> _Requirements_
Copy the material below word for word, with every line kept in its original order.

> _Material supplied_
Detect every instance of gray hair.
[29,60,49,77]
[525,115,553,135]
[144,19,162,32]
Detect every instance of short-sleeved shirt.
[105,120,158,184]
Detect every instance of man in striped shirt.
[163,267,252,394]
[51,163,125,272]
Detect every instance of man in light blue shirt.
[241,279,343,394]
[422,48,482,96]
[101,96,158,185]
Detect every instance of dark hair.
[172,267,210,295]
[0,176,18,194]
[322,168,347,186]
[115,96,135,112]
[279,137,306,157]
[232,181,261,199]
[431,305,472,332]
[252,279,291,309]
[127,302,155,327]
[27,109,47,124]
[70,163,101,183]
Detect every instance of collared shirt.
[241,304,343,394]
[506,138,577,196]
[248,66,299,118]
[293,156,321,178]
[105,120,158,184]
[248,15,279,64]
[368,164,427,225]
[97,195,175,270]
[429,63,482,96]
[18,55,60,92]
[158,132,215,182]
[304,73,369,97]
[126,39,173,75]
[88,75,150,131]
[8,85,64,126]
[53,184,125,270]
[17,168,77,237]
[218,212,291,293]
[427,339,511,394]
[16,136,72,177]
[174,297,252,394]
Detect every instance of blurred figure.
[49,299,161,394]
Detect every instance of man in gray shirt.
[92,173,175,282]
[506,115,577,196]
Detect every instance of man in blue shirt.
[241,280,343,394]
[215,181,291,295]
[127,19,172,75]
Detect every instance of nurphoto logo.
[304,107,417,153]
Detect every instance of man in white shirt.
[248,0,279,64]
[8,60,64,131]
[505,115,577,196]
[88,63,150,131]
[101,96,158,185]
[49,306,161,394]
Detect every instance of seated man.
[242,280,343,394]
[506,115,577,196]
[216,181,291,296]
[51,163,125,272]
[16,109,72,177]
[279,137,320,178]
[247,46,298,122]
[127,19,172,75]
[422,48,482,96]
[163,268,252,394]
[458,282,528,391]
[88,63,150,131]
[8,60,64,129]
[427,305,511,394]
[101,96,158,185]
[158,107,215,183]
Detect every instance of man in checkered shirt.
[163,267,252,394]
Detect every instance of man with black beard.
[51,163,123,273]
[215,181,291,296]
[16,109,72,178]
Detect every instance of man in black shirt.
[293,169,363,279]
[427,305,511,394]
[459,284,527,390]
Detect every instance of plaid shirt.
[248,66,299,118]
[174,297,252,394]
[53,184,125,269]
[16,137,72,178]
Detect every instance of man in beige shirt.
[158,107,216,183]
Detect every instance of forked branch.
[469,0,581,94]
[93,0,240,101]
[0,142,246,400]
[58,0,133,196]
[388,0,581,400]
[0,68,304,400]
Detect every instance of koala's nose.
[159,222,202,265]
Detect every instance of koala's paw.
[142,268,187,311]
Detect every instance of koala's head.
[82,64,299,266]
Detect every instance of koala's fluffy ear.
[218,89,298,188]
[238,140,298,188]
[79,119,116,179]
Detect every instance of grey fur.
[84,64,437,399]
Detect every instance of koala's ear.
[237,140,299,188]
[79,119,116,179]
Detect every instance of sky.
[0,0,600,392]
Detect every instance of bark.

> _Answer to this exercise_
Detect every instance of gray hair.
[29,60,49,77]
[525,115,553,135]
[144,19,162,32]
Detect every instance of short-sleeved shirt.
[105,120,158,184]
Detect every instance of man in striped shirt.
[163,267,252,394]
[51,163,125,272]
Detect every instance of man in light blue shirt.
[241,279,343,394]
[422,48,482,96]
[101,96,158,185]
Detect every instance of dark hair.
[172,267,210,295]
[0,176,18,194]
[322,168,347,186]
[115,96,135,112]
[279,137,306,157]
[232,181,261,199]
[431,305,472,332]
[252,279,291,309]
[127,302,155,327]
[27,109,47,124]
[70,163,101,183]
Detect every instance of collared shirt.
[241,304,343,394]
[506,138,577,196]
[248,66,299,118]
[293,156,321,178]
[105,120,158,184]
[248,15,279,64]
[368,164,427,225]
[97,195,175,270]
[429,63,482,96]
[18,55,60,92]
[158,132,215,182]
[304,73,369,97]
[126,39,173,75]
[88,75,150,131]
[8,85,64,126]
[53,184,125,270]
[17,168,77,237]
[218,212,291,293]
[427,339,511,394]
[16,136,72,177]
[174,297,252,394]
Detect every instance of blurred figure.
[49,299,161,394]
Detect every instance of man in gray shirt.
[92,173,175,282]
[506,115,577,196]
Detect every instance of man in blue shirt.
[241,280,343,394]
[215,181,291,295]
[127,19,172,75]
Detect every instance of nurphoto logo.
[304,107,417,153]
Detect every instance of man in white shirt.
[248,0,279,64]
[8,60,64,131]
[505,115,577,196]
[88,63,150,131]
[101,96,158,185]
[49,306,161,394]
Detect every instance of seated man.
[242,280,343,394]
[506,115,577,196]
[216,181,291,296]
[51,163,125,272]
[16,109,72,177]
[279,137,320,178]
[247,46,298,122]
[127,19,172,75]
[422,48,482,96]
[163,268,252,394]
[458,282,528,391]
[88,63,150,131]
[8,60,64,129]
[427,305,511,394]
[101,96,158,185]
[158,107,215,183]
Detect every instance of man in checkered shirt.
[163,267,252,394]
Detect every instance of man with black beard.
[51,163,123,273]
[215,181,291,296]
[16,109,72,178]
Detect every instance of man in black shirt.
[293,169,363,279]
[427,305,511,394]
[459,284,527,390]
Detect every instance of plaid shirt.
[248,66,299,118]
[174,297,252,394]
[53,184,125,269]
[16,137,72,178]
Detect every instance of man in beige shirt.
[158,107,216,183]
Detect every instance of forked branch.
[469,0,581,94]
[93,0,240,101]
[0,142,246,400]
[58,0,133,196]
[388,0,581,400]
[0,68,304,400]
Detect every instance of koala's nose.
[159,222,202,265]
Detect every instance of koala's paw.
[142,268,187,311]
Detect every instance of koala's head.
[82,64,299,266]
Detect every instance of koala's fluffy ear.
[218,89,298,188]
[238,140,298,188]
[79,119,116,179]
Detect every instance of grey fur.
[84,64,437,399]
Detect every instance of koala's ear.
[237,140,299,188]
[79,119,116,179]
Detect every instance of sky.
[0,0,600,392]
Detect every instance of bark.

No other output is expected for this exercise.